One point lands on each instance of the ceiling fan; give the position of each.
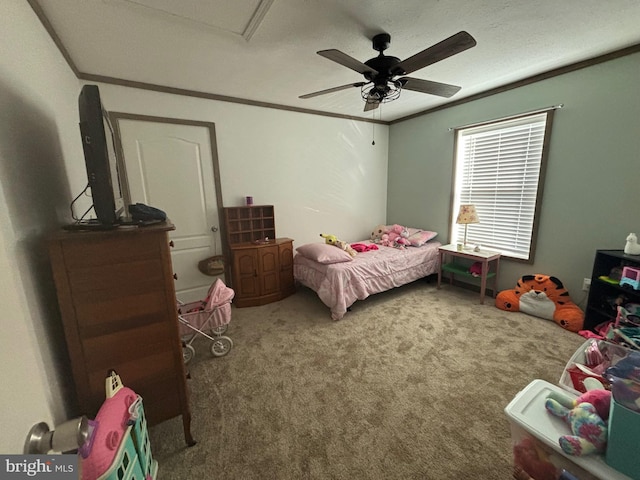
(383, 73)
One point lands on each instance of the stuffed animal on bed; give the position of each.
(542, 296)
(398, 236)
(333, 240)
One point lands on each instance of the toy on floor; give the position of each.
(542, 296)
(333, 240)
(120, 448)
(586, 416)
(632, 247)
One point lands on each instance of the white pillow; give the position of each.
(324, 253)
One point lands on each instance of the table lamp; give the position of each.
(467, 215)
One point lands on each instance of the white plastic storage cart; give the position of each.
(535, 436)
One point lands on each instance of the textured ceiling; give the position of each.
(265, 51)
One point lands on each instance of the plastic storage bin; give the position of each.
(535, 435)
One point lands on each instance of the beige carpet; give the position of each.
(411, 384)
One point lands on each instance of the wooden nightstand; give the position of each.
(484, 256)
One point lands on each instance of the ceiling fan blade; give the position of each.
(347, 61)
(368, 106)
(331, 90)
(427, 86)
(457, 43)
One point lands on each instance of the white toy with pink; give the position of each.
(395, 236)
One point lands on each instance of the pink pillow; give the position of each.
(324, 253)
(419, 238)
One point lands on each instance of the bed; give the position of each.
(339, 284)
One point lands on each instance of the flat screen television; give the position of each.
(98, 143)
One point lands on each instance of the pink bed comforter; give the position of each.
(339, 285)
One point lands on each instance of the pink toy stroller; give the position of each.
(212, 315)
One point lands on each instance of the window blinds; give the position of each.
(498, 170)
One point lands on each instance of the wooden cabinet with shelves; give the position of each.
(604, 293)
(250, 224)
(262, 273)
(262, 265)
(118, 305)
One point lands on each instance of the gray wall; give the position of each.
(592, 184)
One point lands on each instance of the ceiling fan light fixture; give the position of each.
(372, 93)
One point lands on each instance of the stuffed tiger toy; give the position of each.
(543, 296)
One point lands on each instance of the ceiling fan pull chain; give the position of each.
(373, 128)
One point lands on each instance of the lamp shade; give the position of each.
(467, 214)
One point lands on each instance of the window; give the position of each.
(499, 168)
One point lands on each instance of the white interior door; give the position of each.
(170, 166)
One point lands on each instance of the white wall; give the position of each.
(37, 94)
(322, 175)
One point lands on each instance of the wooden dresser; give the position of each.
(262, 265)
(117, 299)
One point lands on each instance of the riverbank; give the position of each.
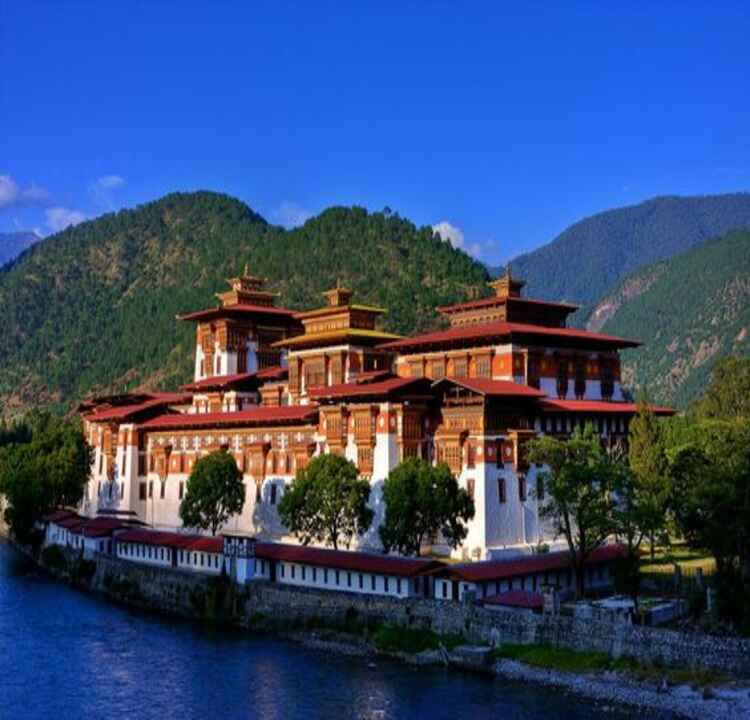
(440, 635)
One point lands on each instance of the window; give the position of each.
(522, 488)
(459, 368)
(482, 366)
(501, 489)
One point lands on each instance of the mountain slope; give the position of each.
(689, 311)
(586, 260)
(93, 307)
(13, 244)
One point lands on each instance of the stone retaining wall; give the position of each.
(188, 594)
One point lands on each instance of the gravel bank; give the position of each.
(619, 690)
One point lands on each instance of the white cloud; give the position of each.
(291, 215)
(103, 189)
(12, 194)
(58, 218)
(109, 182)
(450, 233)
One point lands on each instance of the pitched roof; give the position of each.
(598, 406)
(122, 413)
(238, 309)
(260, 415)
(345, 560)
(487, 332)
(516, 598)
(224, 381)
(379, 388)
(494, 388)
(495, 300)
(527, 564)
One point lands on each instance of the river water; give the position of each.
(65, 654)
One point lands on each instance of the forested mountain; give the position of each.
(93, 307)
(587, 260)
(13, 244)
(690, 311)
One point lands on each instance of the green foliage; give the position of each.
(215, 492)
(690, 312)
(710, 467)
(421, 501)
(728, 395)
(578, 483)
(591, 256)
(48, 468)
(645, 491)
(93, 308)
(327, 502)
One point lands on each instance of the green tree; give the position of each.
(48, 468)
(327, 502)
(728, 395)
(577, 487)
(649, 487)
(422, 500)
(214, 493)
(711, 504)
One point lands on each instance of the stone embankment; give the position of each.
(296, 612)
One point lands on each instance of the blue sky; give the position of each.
(506, 122)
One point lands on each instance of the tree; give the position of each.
(648, 463)
(327, 502)
(422, 500)
(577, 493)
(214, 493)
(728, 395)
(48, 467)
(711, 504)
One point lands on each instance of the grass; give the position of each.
(389, 638)
(561, 659)
(666, 557)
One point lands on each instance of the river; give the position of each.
(65, 654)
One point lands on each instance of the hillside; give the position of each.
(586, 261)
(689, 311)
(13, 244)
(93, 307)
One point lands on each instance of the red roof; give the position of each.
(239, 308)
(528, 564)
(494, 300)
(360, 389)
(125, 412)
(345, 560)
(221, 381)
(260, 415)
(598, 406)
(180, 541)
(516, 598)
(485, 332)
(494, 388)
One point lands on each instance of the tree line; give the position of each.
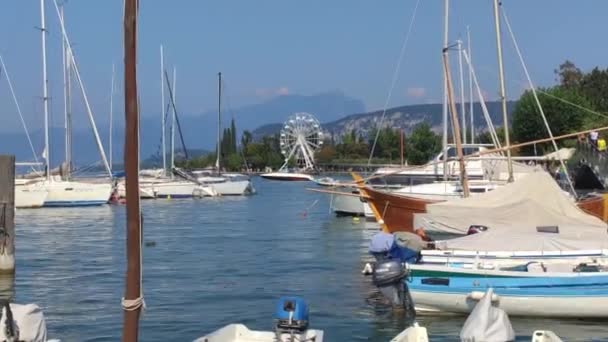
****************
REQUIRED WORK.
An exact restatement of every record is required. Omit the images.

EXERCISE RESPONSE.
One point lands on each instance of the ceiling fan; give the position of each.
(383, 73)
One point lands on each instance of the stuffed animal on bed; give the position of each.
(542, 296)
(398, 236)
(333, 240)
One point lands on each instance of the toy on floor; give the position of each.
(542, 296)
(333, 240)
(120, 448)
(586, 416)
(632, 247)
One point lands on each instance of the white pillow; give the position of each.
(324, 253)
One point lands on each instance of the table lamp; give the position of each.
(467, 215)
One point lands on each instance of the white plastic storage cart; give the position of each.
(535, 436)
One point lands on each instance of the textured ceiling; give the position of each.
(265, 51)
One point lands on each instance of the plastic storage bin; give the position of each.
(535, 435)
One point lands on each instance of the beige carpet; give the position of each.
(411, 384)
One point lands on each instance of the wooden nightstand; give the position of each.
(484, 256)
One point lands on each instance of the ceiling fan blade; give the position of each.
(347, 61)
(368, 106)
(331, 90)
(427, 86)
(457, 43)
One point lands on each instance of the white toy with pink; give the position of each.
(395, 236)
One point lands on each instance of the pink pillow; give the position of each.
(324, 253)
(419, 238)
One point lands on each instance of the bed; give the position of each.
(339, 284)
One point lands on each instance of the flat screen television; give the position of each.
(98, 143)
One point lands on each instance of the pink bed comforter; give the position of each.
(339, 285)
One point lands on each instance of the pink toy stroller; give the position of each.
(212, 315)
One point lands on each instance of the window blinds; give the position of each.
(498, 170)
One point lands on each instance of the wooden cabinet with shelves; give the position of each.
(604, 293)
(250, 224)
(262, 273)
(262, 265)
(118, 305)
One point lands on each instance of the gray wall; give the position of each.
(592, 184)
One point lands on each instance of the ceiling fan light fixture; give the position of each.
(372, 93)
One point lands on each instance of the stuffed tiger toy; give the position of each.
(543, 296)
One point lands on each instance of the ceiling fan pull chain; give the position of each.
(373, 128)
One point lands on each instance of the lamp shade; give the position of each.
(467, 214)
One point lands on each instance of the window; give the position of each.
(499, 168)
One point lands on each instance of the white interior door; give the position of each.
(170, 166)
One point lands on each instance of the white wall; give the position of each.
(37, 94)
(322, 175)
One point lands on each instance of the wooden dresser; give the position of each.
(262, 265)
(117, 299)
One point lands on each instance of the riverbank; give the position of each.
(440, 635)
One point lands on each instance of the window; give the position of each.
(522, 488)
(459, 368)
(482, 366)
(501, 489)
One point lands on each instance of the mountain slope; give the position of each.
(689, 311)
(586, 260)
(93, 307)
(13, 244)
One point lands on each instance of the stone retaining wall; give the position of each.
(188, 594)
One point lands on each instance of the gravel bank; give the position of each.
(619, 690)
One point lands on each instance of the white cloud; give the position of each.
(291, 215)
(103, 189)
(12, 194)
(58, 218)
(109, 182)
(450, 233)
One point lands on each instance of the pitched roof; give the position of each.
(598, 406)
(122, 413)
(238, 309)
(260, 415)
(345, 560)
(487, 332)
(516, 598)
(224, 381)
(379, 388)
(494, 388)
(495, 300)
(527, 564)
One point lands on each instance of the river water; give the position of each.
(65, 654)
One point lands on each instance of the forested mountain; give the position of each.
(93, 307)
(587, 260)
(13, 244)
(690, 311)
One point lands on each instance of the green foliage; give the position of each.
(215, 492)
(690, 312)
(710, 467)
(421, 501)
(728, 395)
(578, 483)
(591, 256)
(48, 468)
(645, 491)
(93, 308)
(327, 502)
One point lands on each instance of the green tree; give the position of each.
(48, 468)
(327, 502)
(728, 395)
(577, 487)
(649, 487)
(422, 500)
(214, 493)
(711, 504)
One point lands on each instance of the stone embankment; give the position of each.
(296, 612)
One point lands on each instance of the blue sky; give the position of each.
(506, 122)
One point lands on each instance of the tree; give the position of each.
(648, 463)
(327, 502)
(422, 500)
(577, 493)
(214, 493)
(728, 395)
(48, 467)
(711, 504)
One point lands on each instance of the grass; give the position of each.
(389, 638)
(561, 659)
(666, 557)
One point lands on each instance of the river; give the position of each.
(65, 654)
One point lands on each instance of the hillside; give the position of each.
(586, 261)
(689, 311)
(13, 244)
(93, 307)
One point lands on each instance of the red roof; give the position of each.
(239, 308)
(528, 564)
(494, 300)
(360, 389)
(125, 412)
(345, 560)
(221, 381)
(260, 415)
(598, 406)
(180, 541)
(516, 598)
(485, 332)
(494, 388)
One point lands on each instance of the tree line; give the position of each.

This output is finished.